Our 3 year old is in full pretend play mode at the moment and she does like to drag in her parents. This can be fun, but she also likes to run the same scenarios multiple times, which can be awfully irritating.

Tiny Croft is an only child and is also about three, and yeah, she drags my wife and I into it and makes us run through things over and over again - typically very condensed run-throughs of her normal day. It looks like this is a very standard toddler thing.

The thing is, it seems to be a natural behavior that they come up with on their own. It's certainly not like we were encouraging her, going, "hey, how about if I be you, and you be mommy, and you pretend to drive me back and forth to school, using the couch as our pretend car, over and over again until you have to go to the potty."

So I have to assume that this is a wired-in thing for them, or at least most of them, and therefore that it was probably this way for previous generations of toddlers too. So did boomer kids come and try to drag parents into these imaginary scenarios back in the day, and the parents just said no? Or has something really changed since then? And if so, how did that happen?

Another weird thing is that this only seems to apply to adults. I don't see her playing with her friends from preschool like that. Get a bunch of them together on playdates and they're certainly not making up storylines and casting each other against type. They just seem to chase each other around the room at full tilt, shrieking like a conga line of banshees.

And before one of you weasels snags it from me, MetaFilter: a conga line of banshees.
posted by Naberius at 1:18 PM on January 10 [4 favorites]


I don't remember my parents ever pretend-playing with us (1960s-70s). We played pretend with playmates or alone

My father did not play with us at all.
He may have when I was a toddler when I don't remember, but throughout my childhood I have distinct memories of the times he did play with us.
He doesn't do sports, he wouldn't have played with GI Joe and his idea of playing with matchbox would be explaining how the British car industry failed.

So when the first grandkid arrived, it was with great delight that we watched him being ordered around the playground by an imperious toddler:
"No, Grandad, you have to chase fast!"
"No, Grandad, the yellow car is for me, you get the crash one".
"Grandad, you can wear the feather hat!"


My parents live thousands of miles away, so when they visit, they get full on concentrated grandparent time. It's honestly a wonder they stay as long as they do.
posted by madajb at 1:43 PM on January 10 [1 favorite]


In some ways having multiples is harder than having singletons... but this is one area where it is really freeing. My kids play pretend with each other very independently.

Yeah, I’m shocked this entire article got written and didn’t mention the big component, which is that parents stopped having multiple children in succession as much and there’s a lot of only-child families. When there’s other kids, either neighbors or in the home, you can just kind of let the kids play and so you’re not requested to play as much. There are advantages of smaller family sizes, but this isn’t one.
posted by corb at 1:59 PM on January 10 [9 favorites]


I’m glad I had video games where I lived (country, no kid neighbors). I’m glad my kids have a solid playgroup on the street and can walk two houses down to slay dragons, play tag, or impersonate kitty cats to their hear’s content.

- **Objective 1**: Rename "Tiny Croft" as "Our daughter" in the post on toddler pretend play, and give the part that opens with "Our 3 year old" and closes with "standard toddler thing.".
The text and the listing are unrelated to each other.

- **Records for the task**:
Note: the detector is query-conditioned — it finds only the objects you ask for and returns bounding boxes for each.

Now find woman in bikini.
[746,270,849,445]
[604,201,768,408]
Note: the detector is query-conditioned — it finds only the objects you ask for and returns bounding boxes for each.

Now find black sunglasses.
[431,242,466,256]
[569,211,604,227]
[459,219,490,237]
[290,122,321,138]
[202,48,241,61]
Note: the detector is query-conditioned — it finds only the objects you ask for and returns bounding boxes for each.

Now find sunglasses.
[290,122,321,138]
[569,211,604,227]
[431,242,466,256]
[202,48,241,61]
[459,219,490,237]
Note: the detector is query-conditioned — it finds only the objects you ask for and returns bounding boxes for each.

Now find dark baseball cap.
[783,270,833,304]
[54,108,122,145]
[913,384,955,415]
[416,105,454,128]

==

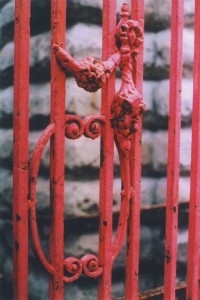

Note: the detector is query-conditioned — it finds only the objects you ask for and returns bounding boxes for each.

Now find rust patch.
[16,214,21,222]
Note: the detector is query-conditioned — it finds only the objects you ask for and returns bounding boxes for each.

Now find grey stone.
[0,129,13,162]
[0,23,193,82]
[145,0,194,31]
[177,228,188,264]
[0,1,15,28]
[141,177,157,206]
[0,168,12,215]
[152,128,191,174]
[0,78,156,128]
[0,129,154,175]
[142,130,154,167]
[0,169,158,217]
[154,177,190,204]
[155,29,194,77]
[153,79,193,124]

---

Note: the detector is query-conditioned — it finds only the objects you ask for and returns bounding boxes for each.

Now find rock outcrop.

- **Objective 2**: Select every line of the listing that contains the string "sunglasses", matching uppercase and lowercase exactly.

- **Final answer 1**:
Our 3 year old is in full pretend play mode at the moment and she does like to drag in her parents. This can be fun, but she also likes to run the same scenarios multiple times, which can be awfully irritating.

Our daughter is an only child and is also about three, and yeah, she drags my wife and I into it and makes us run through things over and over again - typically very condensed run-throughs of her normal day. It looks like this is a very standard toddler thing.

- **Final answer 2**:
Now find black sunglasses.
Now find sunglasses.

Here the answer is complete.